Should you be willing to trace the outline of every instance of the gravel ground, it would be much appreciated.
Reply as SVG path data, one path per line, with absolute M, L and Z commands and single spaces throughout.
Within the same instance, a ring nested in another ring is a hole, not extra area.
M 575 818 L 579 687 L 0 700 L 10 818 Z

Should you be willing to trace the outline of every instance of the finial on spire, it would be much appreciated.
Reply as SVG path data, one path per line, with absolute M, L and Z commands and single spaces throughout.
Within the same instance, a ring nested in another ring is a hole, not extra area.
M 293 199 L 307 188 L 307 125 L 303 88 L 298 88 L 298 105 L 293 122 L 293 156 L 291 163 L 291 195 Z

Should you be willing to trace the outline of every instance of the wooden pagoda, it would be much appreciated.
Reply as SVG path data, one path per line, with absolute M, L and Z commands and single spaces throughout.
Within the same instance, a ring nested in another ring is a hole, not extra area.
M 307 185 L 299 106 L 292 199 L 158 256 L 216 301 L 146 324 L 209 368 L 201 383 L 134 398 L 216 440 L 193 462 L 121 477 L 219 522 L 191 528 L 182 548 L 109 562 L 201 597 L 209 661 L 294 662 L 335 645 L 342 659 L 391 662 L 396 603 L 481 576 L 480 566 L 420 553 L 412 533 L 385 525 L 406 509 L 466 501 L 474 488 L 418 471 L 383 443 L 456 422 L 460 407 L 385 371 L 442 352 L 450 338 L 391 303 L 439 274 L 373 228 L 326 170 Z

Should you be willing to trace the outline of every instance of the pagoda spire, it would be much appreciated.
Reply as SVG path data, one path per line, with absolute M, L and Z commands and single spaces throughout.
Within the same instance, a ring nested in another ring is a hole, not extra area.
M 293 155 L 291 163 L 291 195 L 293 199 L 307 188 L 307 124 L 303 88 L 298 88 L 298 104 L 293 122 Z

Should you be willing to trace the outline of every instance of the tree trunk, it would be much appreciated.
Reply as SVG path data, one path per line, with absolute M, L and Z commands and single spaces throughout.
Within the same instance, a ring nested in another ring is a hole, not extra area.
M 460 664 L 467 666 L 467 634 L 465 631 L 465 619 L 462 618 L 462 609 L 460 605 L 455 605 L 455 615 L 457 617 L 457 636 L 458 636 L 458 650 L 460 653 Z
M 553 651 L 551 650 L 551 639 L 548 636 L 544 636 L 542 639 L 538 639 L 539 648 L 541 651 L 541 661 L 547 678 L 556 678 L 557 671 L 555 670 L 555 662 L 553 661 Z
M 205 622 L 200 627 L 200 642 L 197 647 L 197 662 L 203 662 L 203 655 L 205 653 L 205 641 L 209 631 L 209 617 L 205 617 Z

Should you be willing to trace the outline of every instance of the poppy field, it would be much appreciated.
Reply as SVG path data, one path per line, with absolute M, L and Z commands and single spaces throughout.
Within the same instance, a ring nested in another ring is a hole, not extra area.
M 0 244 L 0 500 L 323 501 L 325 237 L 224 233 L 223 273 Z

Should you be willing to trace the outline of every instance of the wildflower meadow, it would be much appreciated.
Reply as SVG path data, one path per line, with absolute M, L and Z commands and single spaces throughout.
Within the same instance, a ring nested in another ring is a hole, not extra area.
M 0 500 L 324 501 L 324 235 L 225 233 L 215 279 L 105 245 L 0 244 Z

+ + + + + + +

• DIRECTIVE: Every entry must be retyped in full, exactly as given.

• EXERCISE SOLUTION:
Should you be willing to trace the outline of every instance of the gravel ground, it would be much appreciated.
Reply as SVG path data, one path per line, with absolute M, L and Z commands and single spaces throughout.
Within the same instance, a ring nested in another ring is a hole, not extra area.
M 575 818 L 579 687 L 0 700 L 10 818 Z

Should you be willing to trace the outline of every instance of the finial on spire, it would be much appreciated.
Reply as SVG path data, one path per line, with absolute M, L and Z commands and single spaces throughout.
Within the same instance, a ring nested in another ring is a hole, not extra area.
M 293 199 L 307 188 L 307 125 L 303 88 L 298 88 L 298 105 L 293 122 L 293 156 L 291 163 L 291 195 Z

Should you be willing to trace the outline of every instance of the wooden pagoda, it would be much appreciated.
Reply as SVG path data, one path per line, with absolute M, L and Z commands and single spaces throughout.
Within the same instance, a ring nested in another ring is a hole, not extra area.
M 307 185 L 299 106 L 292 199 L 158 256 L 216 301 L 146 324 L 209 368 L 201 383 L 134 398 L 216 440 L 193 462 L 121 477 L 219 522 L 191 528 L 182 548 L 109 562 L 201 597 L 209 661 L 294 662 L 335 645 L 342 659 L 391 662 L 396 603 L 481 576 L 480 566 L 420 553 L 412 533 L 385 525 L 406 509 L 466 501 L 474 488 L 418 471 L 383 443 L 456 422 L 460 407 L 385 371 L 442 352 L 450 338 L 391 303 L 439 274 L 373 228 L 326 170 Z

Should you be willing to trace the outline of every instance of the pagoda spire, it would be much appreciated.
Reply as SVG path data, one path per line, with absolute M, L and Z commands and single spaces throughout.
Within the same instance, a ring nested in another ring is a hole, not extra area.
M 293 155 L 291 163 L 291 195 L 293 199 L 307 188 L 307 124 L 303 88 L 298 88 L 298 104 L 293 122 Z

Should you be willing to trace the outline of every instance of the tree trunk, it would be much appreciated.
Reply as SVG path data, one path per line, with absolute M, L and Z commands and single spaces throughout.
Within the same instance, a ring nested in another ring is a hole, not extra area.
M 460 664 L 467 666 L 467 634 L 465 631 L 465 619 L 462 618 L 462 609 L 460 605 L 455 605 L 455 615 L 457 617 L 457 636 L 458 636 L 458 650 L 460 653 Z
M 553 651 L 551 650 L 551 639 L 548 636 L 544 636 L 542 639 L 538 639 L 539 648 L 541 651 L 541 661 L 547 678 L 556 678 L 557 671 L 555 670 L 555 662 L 553 661 Z
M 205 622 L 200 627 L 200 642 L 197 647 L 197 662 L 203 662 L 203 655 L 205 653 L 205 641 L 209 631 L 209 617 L 205 617 Z

Should you be willing to trace the outline of every instance of the poppy field, it would be much appreciated.
Reply as SVG path data, one path per line, with absolute M, L and Z commands and single spaces throughout.
Within the same instance, a ring nested in another ring is a hole, not extra area.
M 0 244 L 0 500 L 323 501 L 325 237 L 224 233 L 223 273 Z

Should you be willing to trace the outline of every instance of the wildflower meadow, it would be much appreciated.
Reply as SVG path data, one path per line, with absolute M, L and Z commands and single spaces throughout.
Within the same instance, a ring nested in another ring is a hole, not extra area.
M 0 500 L 324 501 L 324 235 L 225 233 L 215 279 L 105 245 L 0 244 Z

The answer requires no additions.